▶ **TASK INSTRUCTIONS**:
1 – According to the diabetes myths article, how many people worldwide had diabetes in 2014?
2 – From the diabetes myths article, output the part that opens with the words containing "Although Type 1" and closes with "Type 2 diabetes.", copied word for word.

▶ **TEXT BLOCK**:
┌──
Globally, the number of people with diabetes have rapidly risen from 108 million in 1980 to 422 million in 2014. Just in Singapore alone, one in nine Singapore residents aged 18 to 69 years were affected by diabetes in 2010 and the number is set to grow bigger in the coming years. While diet and lifestyle changes greatly contribute to the number, getting your facts right can help you to be more aware of the ways to prevent diabetes. Here are the top 5 of the biggest myths about diabetes – busted.
“Only Adults Are Prone to Diabetes”
Type 1 diabetes also known as Juvenile Diabetes gets its name because it is usually prevalent in young children. Type 1 diabetes is an autoimmune chronic condition and is usually inherited and cannot be prevented.
Although Type 1 diabetes tends to occur in children and young adults – it is also possible for Type 1 Diabetes to occur at any age.
“Prediabetes is Not a Serious Medical Condition”
Prediabetes occurs when one’s blood glucose level is higher than normal and is a warning health condition. Neglected prediabetes symptoms and the continuation of lifestyle and diet habits can lead to the development of Type 2 diabetes.
Luckily though, prediabetes is reversible and can be prevented by better lifestyle management and healthy eating.
“All Types of Diabetes Are the Same“
While there are several types of diabetes, the most common amongst people are Type 1 Diabetes, Type 2 Diabetes, and also Gestational diabetes.
└──
▶ **DATASET**:
┌──
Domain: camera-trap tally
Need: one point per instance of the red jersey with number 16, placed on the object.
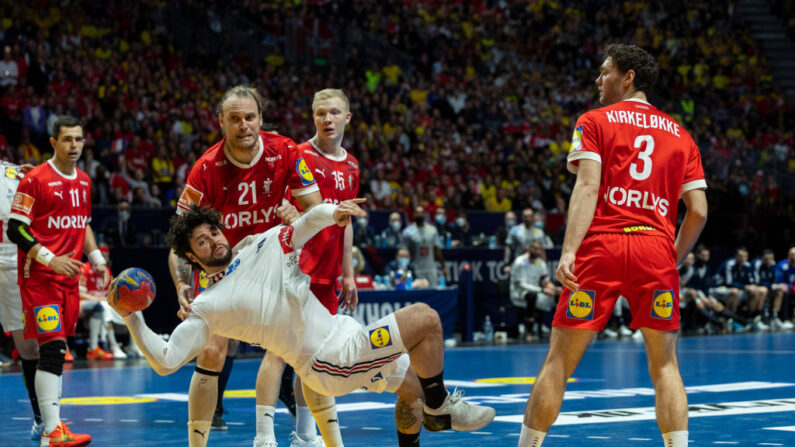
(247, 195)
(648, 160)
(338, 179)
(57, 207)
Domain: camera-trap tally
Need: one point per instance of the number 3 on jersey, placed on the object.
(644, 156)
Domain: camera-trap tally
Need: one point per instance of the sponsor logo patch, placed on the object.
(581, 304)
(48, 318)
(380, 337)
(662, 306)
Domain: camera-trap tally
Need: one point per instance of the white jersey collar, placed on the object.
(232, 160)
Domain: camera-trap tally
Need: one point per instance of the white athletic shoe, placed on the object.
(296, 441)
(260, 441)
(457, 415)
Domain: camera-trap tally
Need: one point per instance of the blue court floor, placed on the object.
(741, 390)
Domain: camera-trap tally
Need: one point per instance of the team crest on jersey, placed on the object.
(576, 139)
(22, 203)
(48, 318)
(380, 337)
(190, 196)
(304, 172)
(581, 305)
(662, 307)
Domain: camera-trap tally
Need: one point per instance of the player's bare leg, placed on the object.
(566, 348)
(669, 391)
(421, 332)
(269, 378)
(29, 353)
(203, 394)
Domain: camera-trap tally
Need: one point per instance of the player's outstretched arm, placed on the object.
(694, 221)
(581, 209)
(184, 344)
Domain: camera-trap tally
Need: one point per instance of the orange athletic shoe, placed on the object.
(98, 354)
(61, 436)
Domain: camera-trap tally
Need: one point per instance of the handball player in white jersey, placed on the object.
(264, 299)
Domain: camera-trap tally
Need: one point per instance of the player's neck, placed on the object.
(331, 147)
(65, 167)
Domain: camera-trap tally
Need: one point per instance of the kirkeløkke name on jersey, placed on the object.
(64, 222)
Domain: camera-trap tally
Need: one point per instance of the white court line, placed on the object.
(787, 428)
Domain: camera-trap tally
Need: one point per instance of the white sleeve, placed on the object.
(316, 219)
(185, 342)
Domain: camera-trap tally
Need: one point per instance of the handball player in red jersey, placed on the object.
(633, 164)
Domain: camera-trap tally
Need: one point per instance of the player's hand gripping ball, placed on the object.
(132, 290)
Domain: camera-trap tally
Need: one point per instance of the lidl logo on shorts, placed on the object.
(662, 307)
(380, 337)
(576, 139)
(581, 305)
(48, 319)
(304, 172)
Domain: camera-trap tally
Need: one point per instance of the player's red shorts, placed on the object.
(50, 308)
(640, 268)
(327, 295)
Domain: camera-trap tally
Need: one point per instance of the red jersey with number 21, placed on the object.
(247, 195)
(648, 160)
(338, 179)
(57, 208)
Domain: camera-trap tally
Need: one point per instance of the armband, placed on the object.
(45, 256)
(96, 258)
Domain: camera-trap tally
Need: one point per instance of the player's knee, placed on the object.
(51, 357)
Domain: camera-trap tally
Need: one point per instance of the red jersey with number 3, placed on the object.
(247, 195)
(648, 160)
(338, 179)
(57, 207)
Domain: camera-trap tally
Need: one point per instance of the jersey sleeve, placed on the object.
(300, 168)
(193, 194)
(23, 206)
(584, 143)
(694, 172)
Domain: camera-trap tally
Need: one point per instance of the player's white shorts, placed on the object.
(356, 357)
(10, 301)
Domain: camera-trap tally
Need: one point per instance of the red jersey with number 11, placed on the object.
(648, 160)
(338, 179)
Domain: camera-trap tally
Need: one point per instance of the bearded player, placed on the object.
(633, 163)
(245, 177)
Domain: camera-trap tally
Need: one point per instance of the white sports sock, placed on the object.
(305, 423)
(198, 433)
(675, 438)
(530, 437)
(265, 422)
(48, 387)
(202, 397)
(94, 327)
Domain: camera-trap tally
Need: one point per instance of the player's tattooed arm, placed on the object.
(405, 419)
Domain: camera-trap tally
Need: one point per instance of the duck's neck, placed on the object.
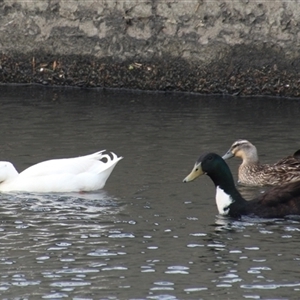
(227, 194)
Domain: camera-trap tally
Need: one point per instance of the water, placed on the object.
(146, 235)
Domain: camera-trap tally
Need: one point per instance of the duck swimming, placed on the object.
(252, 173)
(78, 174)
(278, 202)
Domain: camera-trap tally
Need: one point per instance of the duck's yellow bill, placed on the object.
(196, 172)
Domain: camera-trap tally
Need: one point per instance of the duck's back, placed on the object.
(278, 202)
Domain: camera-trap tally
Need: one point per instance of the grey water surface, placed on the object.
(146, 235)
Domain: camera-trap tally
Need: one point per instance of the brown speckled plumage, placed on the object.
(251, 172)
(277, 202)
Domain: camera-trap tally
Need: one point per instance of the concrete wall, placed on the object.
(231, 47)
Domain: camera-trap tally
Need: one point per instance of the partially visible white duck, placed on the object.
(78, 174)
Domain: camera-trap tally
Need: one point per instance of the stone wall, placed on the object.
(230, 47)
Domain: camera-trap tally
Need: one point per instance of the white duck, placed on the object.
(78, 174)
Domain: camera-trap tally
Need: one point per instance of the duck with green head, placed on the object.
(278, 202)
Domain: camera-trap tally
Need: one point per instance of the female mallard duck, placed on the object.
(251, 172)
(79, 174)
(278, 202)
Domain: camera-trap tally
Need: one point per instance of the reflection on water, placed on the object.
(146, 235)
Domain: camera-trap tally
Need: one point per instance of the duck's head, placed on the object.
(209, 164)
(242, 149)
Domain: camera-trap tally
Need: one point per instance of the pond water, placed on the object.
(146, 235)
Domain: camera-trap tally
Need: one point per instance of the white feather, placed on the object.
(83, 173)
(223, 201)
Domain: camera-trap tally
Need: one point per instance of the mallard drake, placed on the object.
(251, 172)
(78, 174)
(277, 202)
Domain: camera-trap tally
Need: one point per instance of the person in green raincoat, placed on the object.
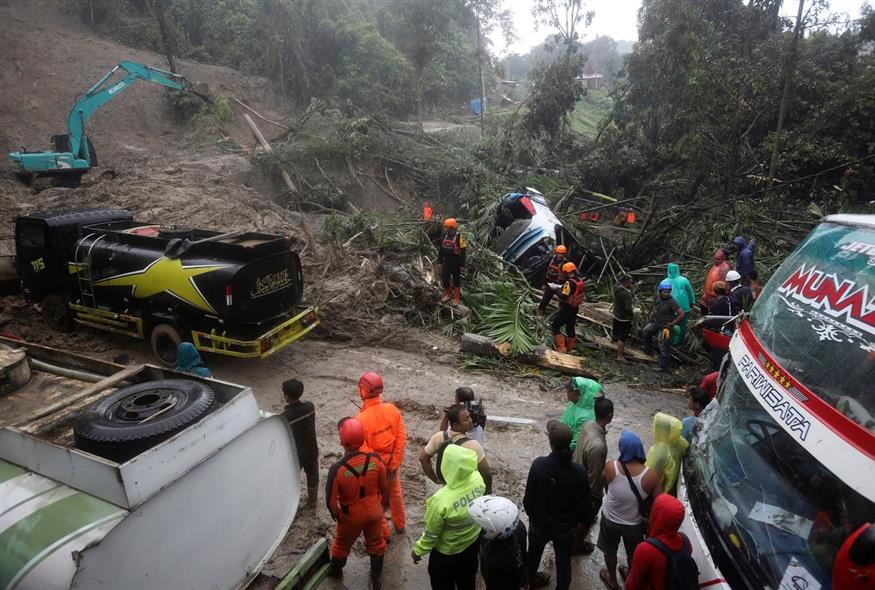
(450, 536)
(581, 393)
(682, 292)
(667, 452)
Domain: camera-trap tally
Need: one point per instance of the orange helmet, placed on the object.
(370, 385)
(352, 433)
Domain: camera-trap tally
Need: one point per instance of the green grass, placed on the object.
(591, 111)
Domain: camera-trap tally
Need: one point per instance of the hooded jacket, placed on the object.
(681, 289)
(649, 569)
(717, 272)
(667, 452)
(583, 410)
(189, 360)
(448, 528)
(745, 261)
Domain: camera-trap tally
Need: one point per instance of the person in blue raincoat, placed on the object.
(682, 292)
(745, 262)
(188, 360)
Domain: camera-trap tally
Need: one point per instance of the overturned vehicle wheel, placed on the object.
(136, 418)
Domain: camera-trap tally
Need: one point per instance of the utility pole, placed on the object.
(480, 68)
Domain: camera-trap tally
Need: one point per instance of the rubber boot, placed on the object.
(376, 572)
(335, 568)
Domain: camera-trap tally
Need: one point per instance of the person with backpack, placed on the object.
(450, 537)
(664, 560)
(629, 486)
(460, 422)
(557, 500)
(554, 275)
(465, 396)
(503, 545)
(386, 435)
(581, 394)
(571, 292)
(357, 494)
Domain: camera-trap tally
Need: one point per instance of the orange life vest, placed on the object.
└──
┌──
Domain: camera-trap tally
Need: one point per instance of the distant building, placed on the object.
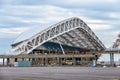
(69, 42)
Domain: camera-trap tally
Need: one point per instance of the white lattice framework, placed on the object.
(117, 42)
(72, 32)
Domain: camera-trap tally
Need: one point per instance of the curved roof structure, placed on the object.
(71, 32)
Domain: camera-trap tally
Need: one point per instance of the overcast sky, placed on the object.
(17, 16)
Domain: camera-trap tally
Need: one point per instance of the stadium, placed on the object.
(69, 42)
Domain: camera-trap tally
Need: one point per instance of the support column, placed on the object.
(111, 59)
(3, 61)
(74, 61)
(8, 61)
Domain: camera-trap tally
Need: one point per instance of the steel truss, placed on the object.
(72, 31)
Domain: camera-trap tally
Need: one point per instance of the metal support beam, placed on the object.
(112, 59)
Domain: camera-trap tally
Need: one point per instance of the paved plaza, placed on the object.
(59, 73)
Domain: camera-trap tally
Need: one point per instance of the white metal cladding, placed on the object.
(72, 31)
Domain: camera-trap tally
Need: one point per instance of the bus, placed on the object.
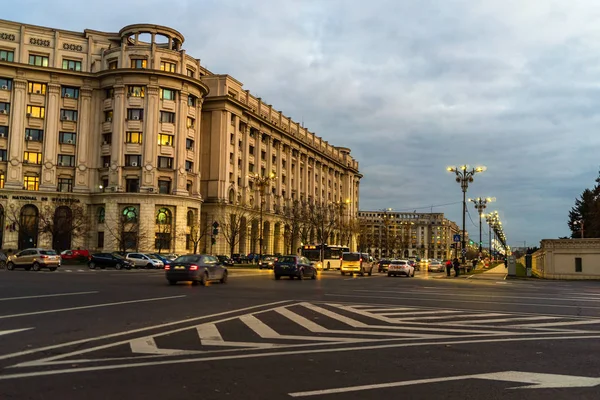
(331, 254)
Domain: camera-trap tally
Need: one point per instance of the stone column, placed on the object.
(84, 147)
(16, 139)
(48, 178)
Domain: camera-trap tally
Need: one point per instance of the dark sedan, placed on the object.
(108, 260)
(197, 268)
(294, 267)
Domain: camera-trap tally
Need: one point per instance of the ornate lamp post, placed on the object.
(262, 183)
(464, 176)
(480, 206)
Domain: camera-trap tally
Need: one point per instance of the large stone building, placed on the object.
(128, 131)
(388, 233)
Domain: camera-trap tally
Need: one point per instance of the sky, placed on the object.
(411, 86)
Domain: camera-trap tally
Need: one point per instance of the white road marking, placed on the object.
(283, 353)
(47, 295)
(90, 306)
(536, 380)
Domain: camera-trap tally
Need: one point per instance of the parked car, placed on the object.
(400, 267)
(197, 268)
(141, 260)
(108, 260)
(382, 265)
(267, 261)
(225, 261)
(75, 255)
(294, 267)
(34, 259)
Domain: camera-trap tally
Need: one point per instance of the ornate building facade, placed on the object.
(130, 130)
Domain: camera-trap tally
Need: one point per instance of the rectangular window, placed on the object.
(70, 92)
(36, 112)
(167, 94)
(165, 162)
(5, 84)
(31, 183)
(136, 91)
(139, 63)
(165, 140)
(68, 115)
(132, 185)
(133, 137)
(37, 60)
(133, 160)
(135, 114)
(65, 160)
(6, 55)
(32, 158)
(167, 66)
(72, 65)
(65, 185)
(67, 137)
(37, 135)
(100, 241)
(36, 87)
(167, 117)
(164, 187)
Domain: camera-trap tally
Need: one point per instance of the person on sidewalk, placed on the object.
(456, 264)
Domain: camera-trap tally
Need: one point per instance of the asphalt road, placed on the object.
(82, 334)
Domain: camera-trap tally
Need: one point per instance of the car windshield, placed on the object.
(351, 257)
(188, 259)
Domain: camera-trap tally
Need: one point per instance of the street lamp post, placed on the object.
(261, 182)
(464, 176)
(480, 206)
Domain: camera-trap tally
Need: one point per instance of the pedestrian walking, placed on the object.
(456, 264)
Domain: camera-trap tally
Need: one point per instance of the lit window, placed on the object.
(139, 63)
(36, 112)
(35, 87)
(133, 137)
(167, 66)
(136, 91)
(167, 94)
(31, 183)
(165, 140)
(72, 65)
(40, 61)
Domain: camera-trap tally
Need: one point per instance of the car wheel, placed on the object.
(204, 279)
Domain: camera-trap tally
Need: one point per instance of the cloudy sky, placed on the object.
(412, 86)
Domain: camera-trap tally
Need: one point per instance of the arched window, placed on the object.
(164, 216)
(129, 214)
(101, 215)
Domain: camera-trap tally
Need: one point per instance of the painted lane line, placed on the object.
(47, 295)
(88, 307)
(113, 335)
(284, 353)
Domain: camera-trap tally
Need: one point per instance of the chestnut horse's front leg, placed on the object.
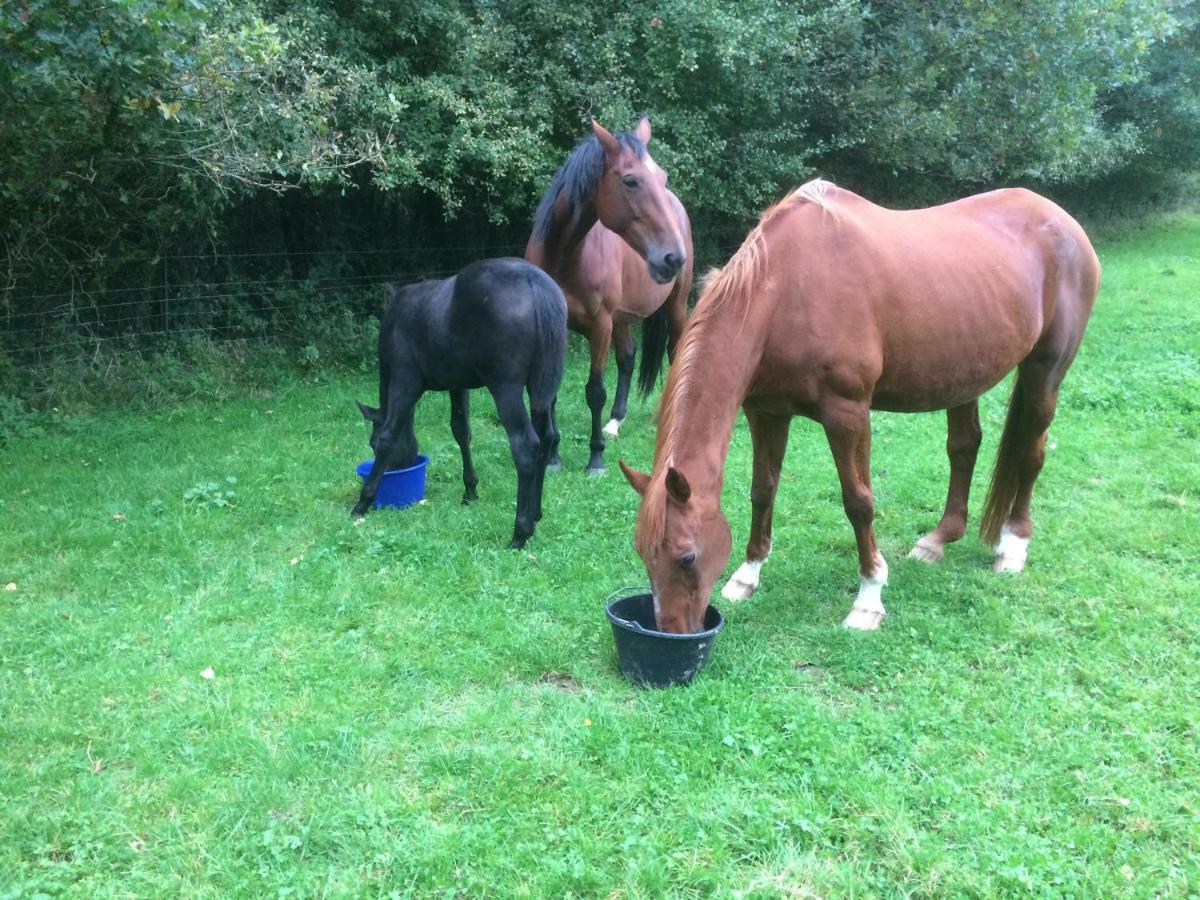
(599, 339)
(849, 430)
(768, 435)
└──
▶ **SOLUTIONS TO THE EXERCISE**:
1 – 422 million people.

2 –
Although Type 1 diabetes tends to occur in children and young adults – it is also possible for Type 1 Diabetes to occur at any age.
“Prediabetes is Not a Serious Medical Condition”
Prediabetes occurs when one’s blood glucose level is higher than normal and is a warning health condition. Neglected prediabetes symptoms and the continuation of lifestyle and diet habits can lead to the development of Type 2 diabetes.